**Action item:** In the entries below, every line with the string "copart" is to be reported.

Data entries
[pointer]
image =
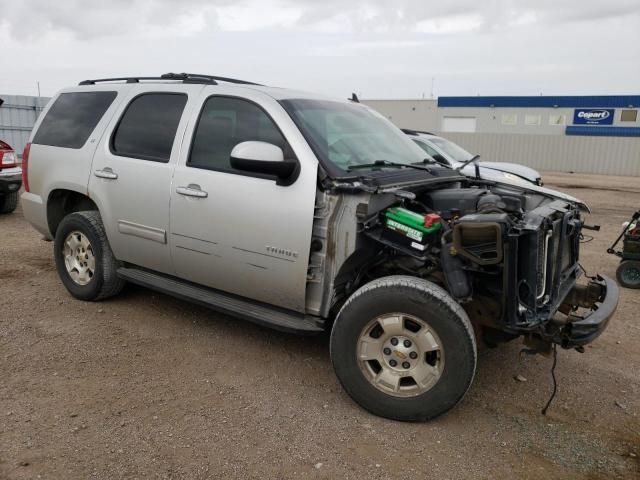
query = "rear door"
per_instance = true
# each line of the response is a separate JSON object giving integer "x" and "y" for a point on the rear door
{"x": 238, "y": 232}
{"x": 132, "y": 170}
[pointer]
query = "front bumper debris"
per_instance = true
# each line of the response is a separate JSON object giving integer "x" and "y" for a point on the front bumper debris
{"x": 601, "y": 296}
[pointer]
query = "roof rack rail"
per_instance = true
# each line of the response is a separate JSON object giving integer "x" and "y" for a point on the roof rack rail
{"x": 410, "y": 131}
{"x": 184, "y": 77}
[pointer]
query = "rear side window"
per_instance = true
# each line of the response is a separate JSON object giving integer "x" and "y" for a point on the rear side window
{"x": 226, "y": 122}
{"x": 72, "y": 118}
{"x": 148, "y": 126}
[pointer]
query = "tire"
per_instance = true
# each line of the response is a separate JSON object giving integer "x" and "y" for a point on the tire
{"x": 103, "y": 282}
{"x": 9, "y": 202}
{"x": 413, "y": 301}
{"x": 628, "y": 274}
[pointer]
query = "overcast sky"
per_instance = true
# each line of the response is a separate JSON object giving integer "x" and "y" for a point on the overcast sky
{"x": 377, "y": 48}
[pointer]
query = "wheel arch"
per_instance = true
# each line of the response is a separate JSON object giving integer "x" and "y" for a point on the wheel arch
{"x": 61, "y": 202}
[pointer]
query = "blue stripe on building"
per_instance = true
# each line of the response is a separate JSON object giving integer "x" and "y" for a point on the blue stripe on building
{"x": 603, "y": 131}
{"x": 594, "y": 101}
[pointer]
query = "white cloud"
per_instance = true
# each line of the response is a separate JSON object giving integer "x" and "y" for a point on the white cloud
{"x": 379, "y": 49}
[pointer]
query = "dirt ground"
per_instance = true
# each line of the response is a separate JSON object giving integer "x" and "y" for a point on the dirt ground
{"x": 147, "y": 386}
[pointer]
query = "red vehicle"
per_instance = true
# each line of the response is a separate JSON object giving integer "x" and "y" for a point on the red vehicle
{"x": 10, "y": 178}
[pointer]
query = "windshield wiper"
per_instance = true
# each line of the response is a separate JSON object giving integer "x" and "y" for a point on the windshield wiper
{"x": 387, "y": 163}
{"x": 434, "y": 162}
{"x": 471, "y": 160}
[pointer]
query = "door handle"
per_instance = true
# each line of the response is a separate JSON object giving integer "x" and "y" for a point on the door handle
{"x": 106, "y": 173}
{"x": 192, "y": 190}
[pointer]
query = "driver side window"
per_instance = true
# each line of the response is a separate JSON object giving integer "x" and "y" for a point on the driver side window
{"x": 225, "y": 122}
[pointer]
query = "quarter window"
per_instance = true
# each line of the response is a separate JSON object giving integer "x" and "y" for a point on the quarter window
{"x": 224, "y": 123}
{"x": 148, "y": 126}
{"x": 72, "y": 118}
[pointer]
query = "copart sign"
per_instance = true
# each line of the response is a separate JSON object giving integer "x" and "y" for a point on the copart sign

**Written answer:**
query = "copart sign"
# each line of the response is a separate JSON object giving integer "x" and "y" for a point on the copart sign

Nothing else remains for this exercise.